## GIVEN INSTRUCTION
Identify the line in which "One point per instance, each like (99, 381)." appears, then reproduce that line and all remaining lines of the records word for word.

## SUPPLIED DATA
= = = =

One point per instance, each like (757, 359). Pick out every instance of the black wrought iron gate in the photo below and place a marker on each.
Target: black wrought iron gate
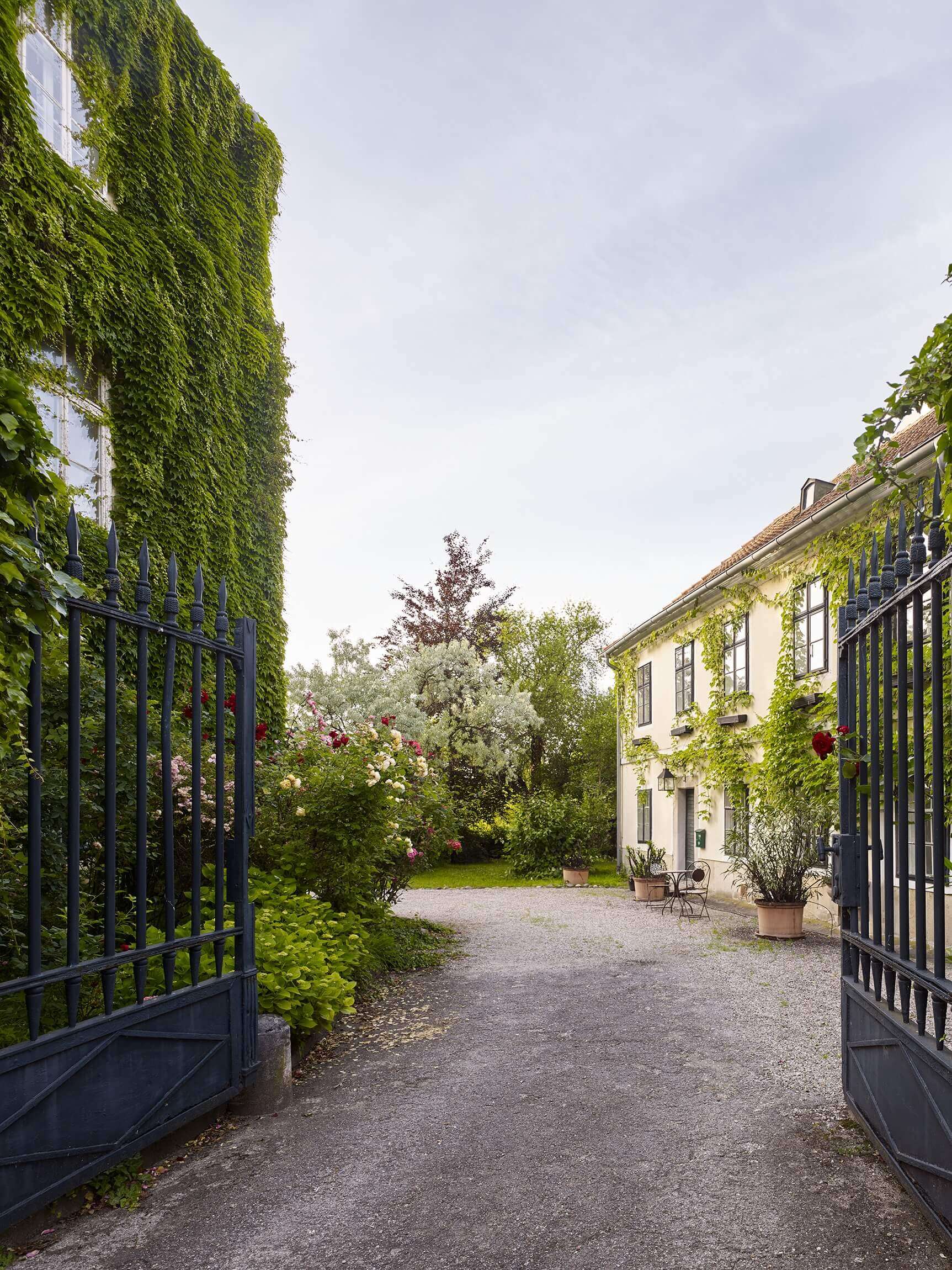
(894, 718)
(131, 1023)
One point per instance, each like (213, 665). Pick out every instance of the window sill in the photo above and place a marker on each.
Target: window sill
(810, 699)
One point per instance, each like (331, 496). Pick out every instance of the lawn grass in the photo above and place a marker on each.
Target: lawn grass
(497, 873)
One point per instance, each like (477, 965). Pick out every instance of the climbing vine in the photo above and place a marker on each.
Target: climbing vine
(167, 285)
(772, 756)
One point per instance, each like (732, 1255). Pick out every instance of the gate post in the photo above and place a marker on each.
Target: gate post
(247, 641)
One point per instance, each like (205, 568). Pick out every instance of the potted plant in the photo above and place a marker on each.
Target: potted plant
(576, 870)
(646, 873)
(776, 858)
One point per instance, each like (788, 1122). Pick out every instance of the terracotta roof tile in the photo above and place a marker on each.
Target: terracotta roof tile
(909, 438)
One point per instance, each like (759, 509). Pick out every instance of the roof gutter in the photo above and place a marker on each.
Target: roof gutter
(786, 538)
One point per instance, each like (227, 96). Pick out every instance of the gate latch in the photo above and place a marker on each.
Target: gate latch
(844, 848)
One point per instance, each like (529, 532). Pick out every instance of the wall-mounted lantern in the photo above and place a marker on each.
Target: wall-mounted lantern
(667, 781)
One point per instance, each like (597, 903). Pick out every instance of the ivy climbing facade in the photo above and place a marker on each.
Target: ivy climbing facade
(758, 638)
(137, 195)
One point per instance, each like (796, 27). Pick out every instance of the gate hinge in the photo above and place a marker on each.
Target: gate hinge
(845, 850)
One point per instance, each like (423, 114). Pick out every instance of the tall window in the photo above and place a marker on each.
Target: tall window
(57, 104)
(71, 407)
(810, 627)
(645, 816)
(735, 655)
(683, 676)
(929, 848)
(735, 822)
(642, 684)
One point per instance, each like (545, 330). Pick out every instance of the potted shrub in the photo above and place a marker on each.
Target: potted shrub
(576, 870)
(646, 873)
(775, 856)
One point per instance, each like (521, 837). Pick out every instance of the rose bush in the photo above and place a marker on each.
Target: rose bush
(349, 816)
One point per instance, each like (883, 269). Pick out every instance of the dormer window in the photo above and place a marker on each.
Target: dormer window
(58, 108)
(813, 490)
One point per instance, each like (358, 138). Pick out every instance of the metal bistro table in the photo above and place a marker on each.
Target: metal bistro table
(688, 890)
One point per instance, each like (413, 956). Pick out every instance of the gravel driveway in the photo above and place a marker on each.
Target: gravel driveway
(591, 1086)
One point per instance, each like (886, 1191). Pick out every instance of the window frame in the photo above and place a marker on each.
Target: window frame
(94, 409)
(809, 614)
(81, 157)
(642, 691)
(682, 694)
(644, 814)
(731, 649)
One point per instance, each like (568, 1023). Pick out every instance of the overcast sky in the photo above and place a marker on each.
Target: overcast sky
(603, 282)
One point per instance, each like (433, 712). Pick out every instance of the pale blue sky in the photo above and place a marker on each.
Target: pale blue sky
(604, 282)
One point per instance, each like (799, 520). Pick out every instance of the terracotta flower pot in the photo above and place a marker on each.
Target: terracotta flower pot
(576, 877)
(780, 921)
(650, 888)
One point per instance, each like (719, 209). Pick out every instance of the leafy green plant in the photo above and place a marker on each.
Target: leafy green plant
(32, 594)
(407, 944)
(309, 957)
(167, 286)
(350, 817)
(546, 833)
(780, 862)
(120, 1187)
(641, 862)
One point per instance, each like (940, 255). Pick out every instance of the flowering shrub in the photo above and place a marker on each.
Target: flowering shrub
(349, 816)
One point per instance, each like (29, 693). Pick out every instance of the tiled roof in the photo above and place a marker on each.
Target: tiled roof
(908, 438)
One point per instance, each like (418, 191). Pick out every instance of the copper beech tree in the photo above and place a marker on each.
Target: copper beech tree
(451, 606)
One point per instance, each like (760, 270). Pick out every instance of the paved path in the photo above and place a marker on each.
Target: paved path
(591, 1086)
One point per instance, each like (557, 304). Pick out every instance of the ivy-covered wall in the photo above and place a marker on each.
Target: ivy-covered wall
(772, 755)
(169, 285)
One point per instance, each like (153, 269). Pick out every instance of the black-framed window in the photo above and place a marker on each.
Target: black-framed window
(734, 844)
(810, 628)
(929, 848)
(683, 676)
(642, 687)
(735, 655)
(645, 814)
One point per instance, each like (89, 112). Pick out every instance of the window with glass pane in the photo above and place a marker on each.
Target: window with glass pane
(642, 684)
(733, 845)
(645, 816)
(57, 103)
(929, 848)
(810, 628)
(71, 407)
(683, 676)
(735, 655)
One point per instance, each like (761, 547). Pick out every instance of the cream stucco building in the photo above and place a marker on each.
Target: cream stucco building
(667, 672)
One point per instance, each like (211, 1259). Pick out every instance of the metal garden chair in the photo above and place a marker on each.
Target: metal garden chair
(691, 891)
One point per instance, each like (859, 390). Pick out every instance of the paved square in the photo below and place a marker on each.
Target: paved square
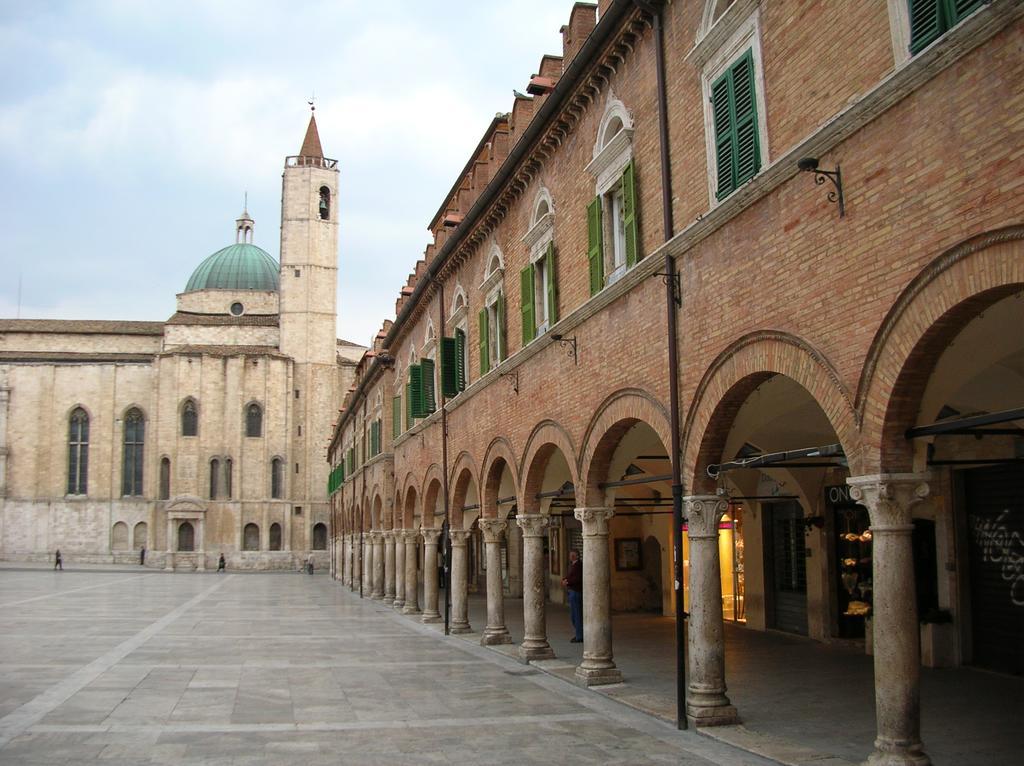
(124, 668)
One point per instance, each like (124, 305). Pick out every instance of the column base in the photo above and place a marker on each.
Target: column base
(496, 636)
(536, 650)
(597, 676)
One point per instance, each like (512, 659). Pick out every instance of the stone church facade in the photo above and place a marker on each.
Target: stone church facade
(193, 437)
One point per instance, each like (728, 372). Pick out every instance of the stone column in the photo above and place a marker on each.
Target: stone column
(707, 704)
(890, 500)
(412, 587)
(430, 595)
(496, 632)
(389, 567)
(399, 568)
(378, 593)
(597, 666)
(535, 641)
(457, 582)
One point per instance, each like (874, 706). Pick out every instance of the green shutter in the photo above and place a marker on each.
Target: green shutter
(416, 389)
(503, 346)
(484, 338)
(427, 378)
(630, 215)
(460, 359)
(450, 368)
(595, 248)
(526, 304)
(549, 267)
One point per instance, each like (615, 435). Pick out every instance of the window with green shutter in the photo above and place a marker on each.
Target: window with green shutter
(737, 147)
(526, 304)
(931, 18)
(595, 247)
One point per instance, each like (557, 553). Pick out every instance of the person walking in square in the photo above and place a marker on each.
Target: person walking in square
(573, 582)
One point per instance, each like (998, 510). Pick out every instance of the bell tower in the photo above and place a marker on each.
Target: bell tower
(308, 324)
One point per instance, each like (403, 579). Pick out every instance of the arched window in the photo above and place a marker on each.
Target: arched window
(132, 463)
(165, 478)
(325, 207)
(320, 537)
(276, 477)
(189, 418)
(78, 452)
(250, 538)
(254, 420)
(214, 478)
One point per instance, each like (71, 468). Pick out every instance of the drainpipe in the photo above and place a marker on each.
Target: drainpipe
(673, 295)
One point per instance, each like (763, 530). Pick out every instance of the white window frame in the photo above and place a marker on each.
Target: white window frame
(745, 35)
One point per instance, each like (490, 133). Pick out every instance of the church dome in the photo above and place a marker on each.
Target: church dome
(239, 266)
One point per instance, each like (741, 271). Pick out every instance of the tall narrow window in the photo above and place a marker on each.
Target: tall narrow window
(189, 419)
(276, 477)
(132, 463)
(214, 478)
(78, 452)
(254, 420)
(165, 478)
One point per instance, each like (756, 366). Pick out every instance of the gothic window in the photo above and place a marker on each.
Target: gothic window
(325, 205)
(131, 469)
(189, 418)
(78, 452)
(254, 420)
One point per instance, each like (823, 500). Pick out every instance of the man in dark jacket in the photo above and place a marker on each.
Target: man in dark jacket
(573, 582)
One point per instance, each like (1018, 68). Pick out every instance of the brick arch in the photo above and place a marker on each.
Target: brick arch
(613, 417)
(498, 450)
(929, 313)
(733, 376)
(544, 439)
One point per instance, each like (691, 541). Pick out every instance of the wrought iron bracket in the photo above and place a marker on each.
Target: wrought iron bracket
(568, 344)
(677, 288)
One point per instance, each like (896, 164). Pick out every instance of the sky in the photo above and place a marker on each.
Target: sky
(131, 130)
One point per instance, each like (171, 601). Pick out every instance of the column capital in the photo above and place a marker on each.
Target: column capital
(459, 538)
(493, 528)
(702, 514)
(532, 524)
(595, 520)
(890, 498)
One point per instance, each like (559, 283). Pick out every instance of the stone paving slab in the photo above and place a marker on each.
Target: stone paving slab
(166, 669)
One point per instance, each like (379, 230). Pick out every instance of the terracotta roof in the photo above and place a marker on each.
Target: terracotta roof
(310, 144)
(186, 317)
(82, 327)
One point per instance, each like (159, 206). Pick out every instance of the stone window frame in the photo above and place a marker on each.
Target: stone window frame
(738, 34)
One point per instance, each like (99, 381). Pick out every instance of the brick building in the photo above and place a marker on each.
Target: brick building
(711, 255)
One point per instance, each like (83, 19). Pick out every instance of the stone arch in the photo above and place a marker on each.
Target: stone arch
(612, 419)
(546, 437)
(498, 456)
(733, 376)
(929, 313)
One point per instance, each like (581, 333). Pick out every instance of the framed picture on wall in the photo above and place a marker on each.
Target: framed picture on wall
(628, 554)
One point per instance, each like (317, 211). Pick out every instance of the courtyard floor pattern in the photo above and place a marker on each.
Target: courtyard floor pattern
(245, 670)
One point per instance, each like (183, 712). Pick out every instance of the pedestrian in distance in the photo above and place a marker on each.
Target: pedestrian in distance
(573, 583)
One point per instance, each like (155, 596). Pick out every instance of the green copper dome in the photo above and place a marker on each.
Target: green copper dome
(241, 266)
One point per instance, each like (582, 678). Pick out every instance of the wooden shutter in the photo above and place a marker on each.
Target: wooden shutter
(450, 371)
(630, 215)
(526, 304)
(427, 378)
(460, 359)
(549, 268)
(484, 342)
(595, 248)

= = = =

## ANSWER TO THIS TASK
One point per instance, each like (99, 381). Pick out every instance of the brick building in the photo above and place a marker on each.
Target: brick building
(711, 255)
One point per instance, each like (83, 19). Pick out every instance of the stone arch in the photo above and place a marker on each.
Target: stone arch
(612, 419)
(546, 437)
(498, 456)
(733, 376)
(929, 313)
One point per instance, each like (581, 333). Pick out every instance of the framed picture on wall in the photo above and place a marker on each.
Target: framed picture on wall
(628, 554)
One point per instance, each like (317, 211). Pick out every instance of the courtyard floor pattern in the photo above and place a marker on each.
Target: courtyard floor pattern
(245, 670)
One point per instance, each like (183, 712). Pick out every instance of the pedestrian in distance in the photo above and place a marker on each.
Target: pedestrian in distance
(573, 583)
One point per instance, each like (155, 596). Pick out every instance of the green copper dome in the photo above and place a marker on each.
Target: green copper dome
(241, 266)
One point per instance, each like (582, 678). Pick out every instance of the wooden shutter in the photo above and place a marker on each.
Target: wooden shutter
(450, 371)
(630, 215)
(526, 304)
(427, 378)
(460, 359)
(549, 268)
(484, 342)
(595, 248)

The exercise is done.